(Stored records)
┏━━

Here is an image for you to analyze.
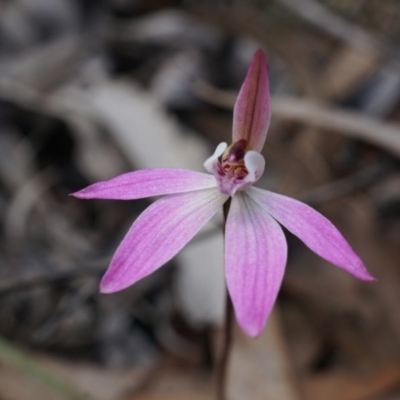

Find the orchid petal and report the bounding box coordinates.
[248,188,375,281]
[232,50,271,152]
[225,192,287,337]
[72,168,217,200]
[100,189,227,293]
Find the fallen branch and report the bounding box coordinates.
[193,82,400,158]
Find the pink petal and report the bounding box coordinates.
[225,192,287,337]
[248,188,375,281]
[232,50,271,152]
[100,189,227,293]
[72,168,217,200]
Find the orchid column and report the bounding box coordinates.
[73,50,374,337]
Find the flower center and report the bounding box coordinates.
[220,139,248,179]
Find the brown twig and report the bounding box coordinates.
[193,82,400,157]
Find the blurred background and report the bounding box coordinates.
[0,0,400,400]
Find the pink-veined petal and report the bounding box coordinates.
[72,168,217,200]
[100,189,227,293]
[232,50,271,152]
[248,188,375,281]
[225,192,287,337]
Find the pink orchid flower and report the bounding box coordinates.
[73,50,374,337]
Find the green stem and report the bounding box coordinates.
[217,198,234,400]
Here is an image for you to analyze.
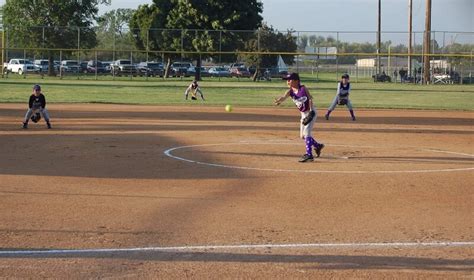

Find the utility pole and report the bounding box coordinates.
[423,0,431,84]
[408,0,413,76]
[377,0,382,75]
[0,6,6,78]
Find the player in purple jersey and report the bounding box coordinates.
[275,73,324,162]
[325,74,355,121]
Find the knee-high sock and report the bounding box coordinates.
[305,136,318,155]
[349,110,355,119]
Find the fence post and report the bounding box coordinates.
[59,50,63,80]
[336,32,339,81]
[23,49,28,79]
[219,30,222,65]
[77,27,82,80]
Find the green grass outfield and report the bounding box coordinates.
[0,74,474,111]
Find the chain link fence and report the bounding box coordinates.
[0,26,474,83]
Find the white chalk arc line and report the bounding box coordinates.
[163,142,474,174]
[0,241,474,257]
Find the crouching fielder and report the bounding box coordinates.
[23,85,51,129]
[184,80,204,101]
[275,73,324,162]
[325,74,355,121]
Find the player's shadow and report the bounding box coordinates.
[0,248,474,272]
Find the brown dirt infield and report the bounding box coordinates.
[0,104,474,279]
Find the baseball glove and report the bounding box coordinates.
[31,113,41,123]
[301,110,316,125]
[337,98,347,105]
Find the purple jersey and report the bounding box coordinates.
[290,85,311,112]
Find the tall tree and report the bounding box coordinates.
[3,0,110,75]
[240,24,298,80]
[96,9,135,59]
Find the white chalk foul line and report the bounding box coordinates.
[163,141,474,174]
[0,241,474,257]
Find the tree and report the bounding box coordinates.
[3,0,110,75]
[130,0,262,79]
[240,24,298,81]
[96,9,135,59]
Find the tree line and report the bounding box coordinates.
[3,0,297,79]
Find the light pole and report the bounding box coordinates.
[377,0,382,75]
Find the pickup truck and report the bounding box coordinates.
[111,59,138,76]
[3,58,39,75]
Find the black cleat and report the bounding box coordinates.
[299,154,314,162]
[314,143,324,157]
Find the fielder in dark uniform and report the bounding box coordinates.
[184,80,204,101]
[325,74,355,121]
[23,85,51,129]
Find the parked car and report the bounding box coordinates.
[195,67,211,77]
[209,67,230,77]
[87,60,106,74]
[3,58,39,75]
[230,67,250,78]
[79,61,88,74]
[229,62,246,69]
[61,60,81,73]
[263,68,288,78]
[111,59,138,76]
[34,59,55,73]
[137,61,165,77]
[102,61,113,73]
[372,72,392,83]
[171,62,196,77]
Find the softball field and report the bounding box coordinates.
[0,104,474,279]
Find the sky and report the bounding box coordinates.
[97,0,474,45]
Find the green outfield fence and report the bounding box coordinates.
[0,26,474,84]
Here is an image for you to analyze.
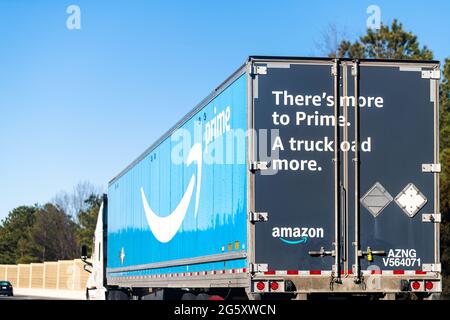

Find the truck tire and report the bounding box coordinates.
[181,292,197,300]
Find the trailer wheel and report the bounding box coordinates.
[195,293,211,300]
[107,290,129,300]
[181,292,197,300]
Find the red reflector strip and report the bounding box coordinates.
[370,270,382,274]
[264,270,275,275]
[416,270,427,274]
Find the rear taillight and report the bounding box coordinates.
[270,281,280,291]
[256,281,266,291]
[411,281,420,290]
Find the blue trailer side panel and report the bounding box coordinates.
[107,74,247,277]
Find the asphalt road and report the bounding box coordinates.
[0,295,74,300]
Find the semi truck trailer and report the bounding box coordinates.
[82,56,441,300]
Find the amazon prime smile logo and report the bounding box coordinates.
[272,227,324,244]
[141,143,203,243]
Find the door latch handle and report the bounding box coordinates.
[308,247,335,257]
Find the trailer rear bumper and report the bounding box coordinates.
[250,272,442,294]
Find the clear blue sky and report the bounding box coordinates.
[0,0,450,218]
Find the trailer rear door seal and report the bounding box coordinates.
[422,163,441,173]
[422,213,441,223]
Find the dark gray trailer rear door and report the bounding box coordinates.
[252,60,439,276]
[348,62,438,274]
[253,61,335,271]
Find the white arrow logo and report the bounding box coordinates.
[141,143,202,243]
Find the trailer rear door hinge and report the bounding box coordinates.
[250,161,269,173]
[422,163,441,173]
[422,69,441,80]
[422,263,442,272]
[250,65,267,76]
[331,64,337,76]
[248,263,269,273]
[250,212,269,223]
[422,213,441,223]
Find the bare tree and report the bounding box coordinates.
[315,23,348,58]
[51,181,102,218]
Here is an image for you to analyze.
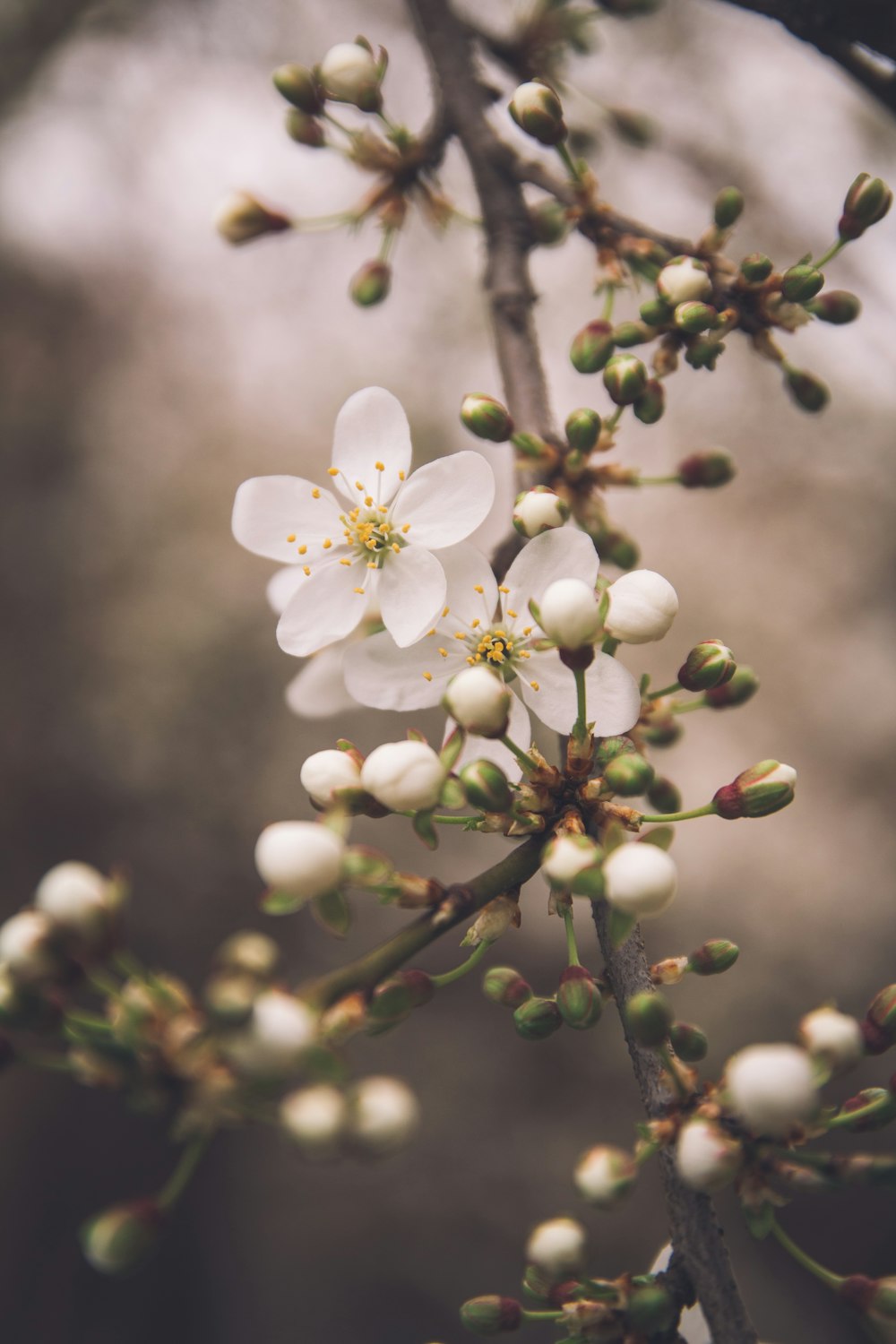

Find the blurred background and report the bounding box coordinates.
[0,0,896,1344]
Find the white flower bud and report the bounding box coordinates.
[361,741,444,812]
[349,1077,420,1155]
[255,822,345,900]
[726,1045,818,1137]
[606,570,678,644]
[657,257,712,308]
[298,749,361,808]
[280,1083,348,1158]
[525,1218,587,1279]
[676,1117,743,1193]
[513,486,570,538]
[799,1008,866,1070]
[33,862,108,935]
[603,841,678,919]
[442,666,511,738]
[538,580,600,650]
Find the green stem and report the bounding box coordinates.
[430,943,492,989]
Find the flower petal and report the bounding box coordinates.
[376,546,447,648]
[277,564,366,659]
[333,387,411,504]
[344,631,466,710]
[393,452,495,551]
[232,476,342,564]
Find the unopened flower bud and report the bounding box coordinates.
[513,486,570,538]
[676,1117,745,1195]
[280,1083,348,1158]
[317,42,382,112]
[78,1199,162,1274]
[461,392,513,444]
[509,80,567,145]
[726,1045,818,1137]
[603,841,678,919]
[677,449,735,491]
[461,1296,522,1335]
[570,319,617,382]
[255,822,345,900]
[525,1218,587,1281]
[348,260,392,308]
[624,989,676,1048]
[704,666,759,710]
[557,967,603,1031]
[799,1008,866,1070]
[348,1077,420,1156]
[605,570,678,644]
[712,761,797,822]
[603,752,654,798]
[678,640,737,691]
[603,355,648,406]
[657,257,712,308]
[712,187,745,228]
[361,741,444,812]
[513,995,563,1040]
[482,967,532,1008]
[573,1144,638,1209]
[213,191,293,246]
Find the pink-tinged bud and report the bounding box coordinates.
[677,449,735,491]
[509,80,567,145]
[712,761,797,822]
[461,392,513,444]
[678,640,737,691]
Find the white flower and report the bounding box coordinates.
[255,822,345,900]
[345,527,641,780]
[676,1117,743,1193]
[606,570,678,644]
[603,841,678,919]
[538,580,600,650]
[361,741,446,812]
[298,749,361,808]
[525,1218,587,1279]
[232,387,495,658]
[349,1077,420,1155]
[442,663,511,738]
[726,1045,818,1137]
[799,1008,866,1069]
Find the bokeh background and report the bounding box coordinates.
[0,0,896,1344]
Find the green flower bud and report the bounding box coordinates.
[461,761,513,812]
[740,253,775,285]
[780,263,825,304]
[704,667,759,710]
[482,967,532,1008]
[678,640,737,691]
[712,761,797,822]
[677,449,735,491]
[603,752,656,798]
[564,406,600,453]
[348,261,392,308]
[570,319,614,374]
[461,392,513,444]
[806,289,863,327]
[624,989,676,1047]
[603,355,648,406]
[712,187,745,228]
[785,367,831,414]
[557,967,603,1031]
[513,996,563,1040]
[461,1296,522,1335]
[669,1021,710,1064]
[79,1199,162,1274]
[688,938,740,976]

┗━━

> Written request:
Put everything from the start of the records down to and including the line containing "[193,82,400,158]" into a numbered list, skipping blank lines. Leave the pictures out of your list.

> Result of the exercise:
1. Here is an image for you to analyze.
2. Find the orchid petal and report the bounding box coordinates.
3. [248,188,375,281]
4. [232,50,271,152]
5. [225,192,287,337]
6. [72,168,217,200]
7. [100,189,227,293]
8. Find the fallen branch and report the bounding box coordinates.
9. [193,82,400,158]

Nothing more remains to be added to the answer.